= What you should do =
Extend the passage on court rulings against campus speech codes, picking up right after its final sentence.

= Source document =
=== Section Start ===

Please be advised that federal and state courts across the country have consistently struck down unconstitutional speech codes, often masquerading as harassment or civility policies, at colleges and universities over the past twenty years. In addition to Reed, see McCauley v. University of the Virgin Islands, 618 F.3d 232 (3d Cir. 2010) (invalidating university speech policies, including harassment policy, on First Amendment grounds); DeJohn v. Temple University, 537 F.3d 301 (3d Cir. 2008) (striking down unconstitutional sexual harassment policy); Dambrot v. Central Michigan University, 55 F.3d 1177 (6th Cir. 1995) (declaring university discriminatory harassment policy facially unconstitutional); Smith v. Tarrant County College District, 694 F. Supp. 2d 610 (N.D. Tex. 2010) (invalidating “cosponsorship” policy due to overbreadth); Roberts v. Haragan, 346 F. Supp. 2d 853 (N.D. Tex. 2004) (finding university sexual harassment policy unconstitutionally overbroad); Bair v. Shippensburg University, 280 F. Supp. 2d 357 (M.D. Pa. 2003) (enjoining enforcement of university harassment policy due to overbreadth); Booher v. Board of Regents, 1998 U.S. Dist. LEXIS 11404 (E.D. Ky. Jul. 21, 1998) (finding university sexual harassment policy void for vagueness and overbreadth); Corry v. Leland Stanford Junior University, No. 740309 (Cal. Super. Ct. Feb. 27, 1995) (slip op.) (declaring “harassment by personal vilification” policy unconstitutional); The UWM Post, Incorporated v. Board of Regents of the University of Wisconsin System, 774 F. Supp. 1163 (E.D. Wis. 1991) (declaring university racial and discriminatory harassment policy facially unconstitutional); and Doe v. University of Michigan, 721 F. Supp. 852 (E.D. Mich. 1989) (enjoining enforcement of university discriminatory harassment policy due to unconstitutionality).

=== Section End ===

= Provided data =
=== Section Start ===

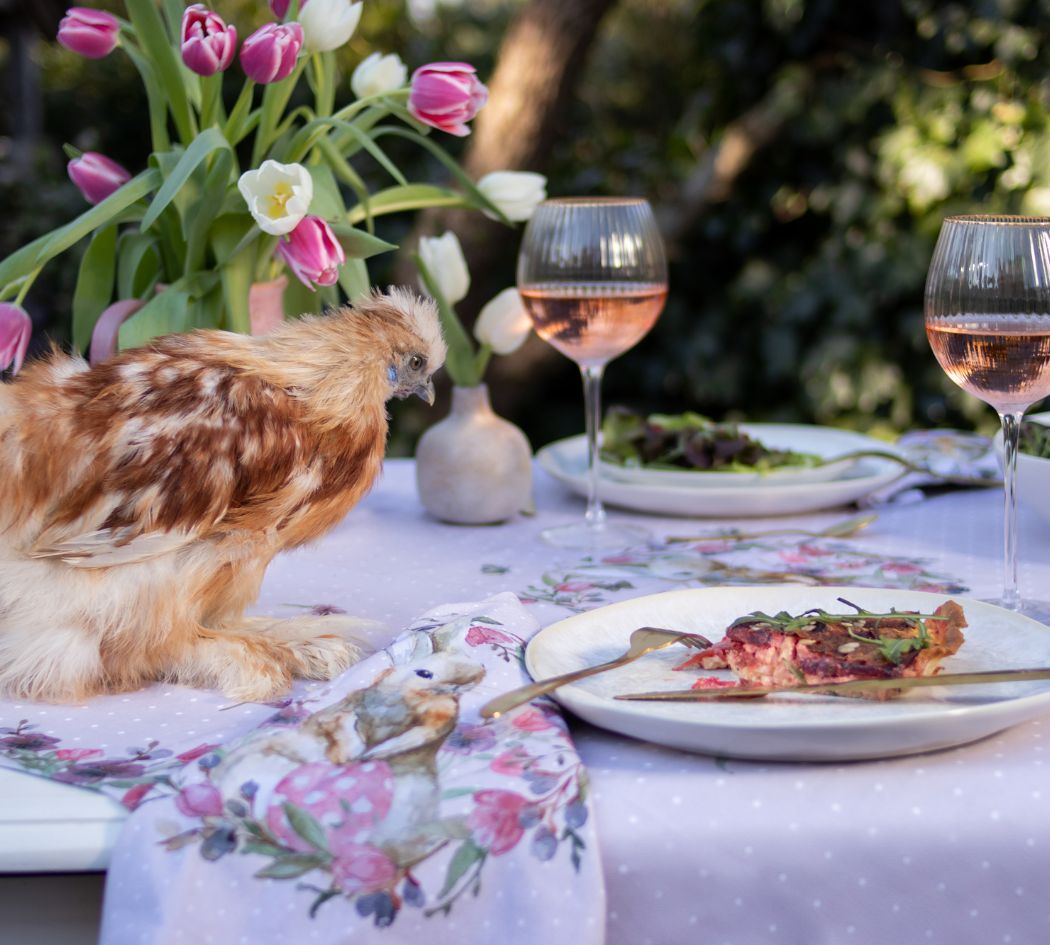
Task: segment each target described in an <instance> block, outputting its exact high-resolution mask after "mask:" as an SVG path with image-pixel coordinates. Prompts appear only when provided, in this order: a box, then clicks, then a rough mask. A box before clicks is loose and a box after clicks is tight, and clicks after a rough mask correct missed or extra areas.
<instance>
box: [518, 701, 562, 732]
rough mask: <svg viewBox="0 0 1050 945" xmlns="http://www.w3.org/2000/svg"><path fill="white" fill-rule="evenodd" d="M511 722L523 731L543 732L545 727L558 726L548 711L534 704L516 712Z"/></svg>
mask: <svg viewBox="0 0 1050 945" xmlns="http://www.w3.org/2000/svg"><path fill="white" fill-rule="evenodd" d="M510 724H512V726H513V727H514V728H516V729H519V730H520V731H522V732H542V731H543V730H544V729H553V728H556V727H555V726H554V723H553V722H552V721H551V720H550V718H549V716H548V715H547V713H546V712H544V711H543V710H542V709H537V708H535V707H534V706H529V707H528V708H527V709H524V710H522V711H521V712H518V713H516V714H514V716H513V717H512V718H511V719H510Z"/></svg>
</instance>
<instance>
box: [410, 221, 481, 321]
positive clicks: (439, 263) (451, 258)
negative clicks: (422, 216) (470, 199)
mask: <svg viewBox="0 0 1050 945" xmlns="http://www.w3.org/2000/svg"><path fill="white" fill-rule="evenodd" d="M419 256H420V258H421V259H422V260H423V265H424V266H425V267H426V269H427V272H429V273H430V278H433V279H434V281H435V282H436V283H437V287H438V291H439V292H441V294H442V295H443V296H444V297H445V301H447V302H448V304H450V306H455V304H456V302H458V301H460V299H462V298H464V297H465V296H466V294H467V292H468V291H469V289H470V271H469V270H468V269H467V268H466V259H465V258H464V256H463V247H461V246H460V243H459V239H458V237H457V236H456V234H455V233H454V232H451V230H448V231H446V232H444V233H442V234H441V235H440V236H421V237H420V239H419Z"/></svg>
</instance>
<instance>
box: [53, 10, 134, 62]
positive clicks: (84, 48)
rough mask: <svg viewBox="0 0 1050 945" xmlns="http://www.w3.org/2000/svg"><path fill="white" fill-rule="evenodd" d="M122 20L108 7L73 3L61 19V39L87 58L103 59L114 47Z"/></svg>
mask: <svg viewBox="0 0 1050 945" xmlns="http://www.w3.org/2000/svg"><path fill="white" fill-rule="evenodd" d="M120 31H121V24H120V21H119V20H118V19H117V17H114V16H113V15H112V14H110V13H106V12H105V10H104V9H91V8H90V7H87V6H72V7H70V8H69V9H67V10H66V15H65V16H64V17H63V18H62V20H61V22H60V23H59V35H58V40H59V42H60V43H61V44H62V45H63V46H65V47H66V48H67V49H71V50H72V51H74V53H79V54H80V55H81V56H83V57H85V58H86V59H102V58H103V57H105V56H108V55H109V54H110V53H112V51H113V47H114V46H116V45H117V38H118V37H119V35H120Z"/></svg>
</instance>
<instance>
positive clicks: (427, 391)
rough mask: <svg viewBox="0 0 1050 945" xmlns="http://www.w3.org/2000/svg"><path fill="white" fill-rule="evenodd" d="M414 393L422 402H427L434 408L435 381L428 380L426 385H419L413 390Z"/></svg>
mask: <svg viewBox="0 0 1050 945" xmlns="http://www.w3.org/2000/svg"><path fill="white" fill-rule="evenodd" d="M412 393H413V394H415V395H416V396H417V397H418V398H420V399H421V400H425V401H426V402H427V404H428V405H429V406H434V397H435V394H434V381H433V380H429V379H428V380H427V381H426V383H425V384H417V385H416V386H415V387H413V388H412Z"/></svg>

=== Section End ===

= Task response =
Again, Sam Houston State University is a public university bound by the First Amendment, and thus it must abide by rulings of the Supreme Court. The Court has long held that public universities occupy a special place in our nation’s First Amendment jurisprudence and that “the vigilant protection of constitutional freedoms is nowhere more vital than in the community of American schools.” Healy v. James, 408 U.S. 169, 180 (1972).

FIRE asks that SHSU revise its Code of Student Conduct policy on disorderly conduct to make the policy consistent with the requirements of the First Amendment and, to prevent speech at SHSU from being impermissibly chilled, that you clarify to students and administrators that protected expression may never and will never be investigated or punished at SHSU. We ask for a response by January 12, 2012.

Thank you for your attention and sensitivity to these important concerns. I look forward to hearing from you.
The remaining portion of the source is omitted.